● **PASSAGE PROVIDED**:
2011-08-14 Thread Tom Lane
t...@fuzzy.cz writes:
 On 13 Srpen 2011, 5:09, Greg Smith wrote:
 And I keep seeing too many data corruption issues on ext4 to recommend
 anyone use it yet for PostgreSQL, that's why I focused on XFS.  ext4
 still needs at least a few more months before all the bug fixes it's
 gotten in later kernels are backported to the 2.6.32 versions deployed
 in RHEL6 and Debian Squeeze, the newest Linux distributions my customers
 care about right now.  On RHEL6 for example, go read
 http://docs.redhat.com/docs/en-US/Red_Hat_Enterprise_Linux/6/html/6.1_Technical_Notes/kernel.html
 , specifically BZ#635199, and you tell me if that sounds like it's
 considered stable code yet or not.  The block layer will be updated in
 future kernels to provide this more efficient mechanism of ensuring
 ordering...these future block layer improvements will change some kernel
 interfaces...  Yikes, that does not inspire confidence to me.

● **DIRECTION A**: Reproduce the entries, starting with the line that contains "the broad green leaf" and going on through the end of the entries.

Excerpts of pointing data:
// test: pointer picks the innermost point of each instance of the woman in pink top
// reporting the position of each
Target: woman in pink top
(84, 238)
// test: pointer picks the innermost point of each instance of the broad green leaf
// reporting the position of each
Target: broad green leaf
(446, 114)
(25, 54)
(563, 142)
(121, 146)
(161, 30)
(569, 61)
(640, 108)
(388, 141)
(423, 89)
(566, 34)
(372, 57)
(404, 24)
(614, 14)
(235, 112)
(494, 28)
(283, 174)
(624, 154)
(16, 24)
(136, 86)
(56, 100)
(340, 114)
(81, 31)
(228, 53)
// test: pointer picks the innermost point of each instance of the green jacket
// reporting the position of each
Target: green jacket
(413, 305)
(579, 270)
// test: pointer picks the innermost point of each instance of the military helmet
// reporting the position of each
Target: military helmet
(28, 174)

● **DIRECTION B**: Write the next part of the mailing list post about ext4 stability for PostgreSQL, picking up after its last sentence.

● **TASK RESULT A**:
// test: pointer picks the innermost point of each instance of the broad green leaf
// reporting the position of each
Target: broad green leaf
(446, 114)
(25, 54)
(563, 142)
(121, 146)
(161, 30)
(569, 61)
(640, 108)
(388, 141)
(423, 89)
(566, 34)
(372, 57)
(404, 24)
(614, 14)
(235, 112)
(494, 28)
(283, 174)
(624, 154)
(16, 24)
(136, 86)
(56, 100)
(340, 114)
(81, 31)
(228, 53)
// test: pointer picks the innermost point of each instance of the green jacket
// reporting the position of each
Target: green jacket
(413, 305)
(579, 270)
// test: pointer picks the innermost point of each instance of the military helmet
// reporting the position of each
Target: military helmet
(28, 174)

● **TASK RESULT B**:
 XFS is naturally much more mature / stable than EXT4, but I'm not quite
 sure I want to judge the stability of code based on a comment in release
 notes. As I understand it, the comment says something like things are
 not working as efficiently as it should, we'll improve that in the
 future and it relates to the block layer as a whole, not just specific
 file systems. But I don't have access to the bug #635199, so maybe I
 missed something.

I do ;-).  The reason for the tech note was to point out that RHEL6.1
would incorporate backports of upstream kernel changes that broke the
ABI for loadable kernel modules, compared to what it had been in
RHEL6.0.  That's of great interest to third-party software developers
who add device or filesystem drivers to RHEL, but I don't think it
speaks at all to whether the code is unstable from a user's standpoint.
(The changes in question were purely for performance, and involved a
conversion from write barriers in the block layer to flush+fua, whatever
that is.)  Furthermore, this affected every filesystem not only ext4,
so it really entirely fails to support Greg's argument.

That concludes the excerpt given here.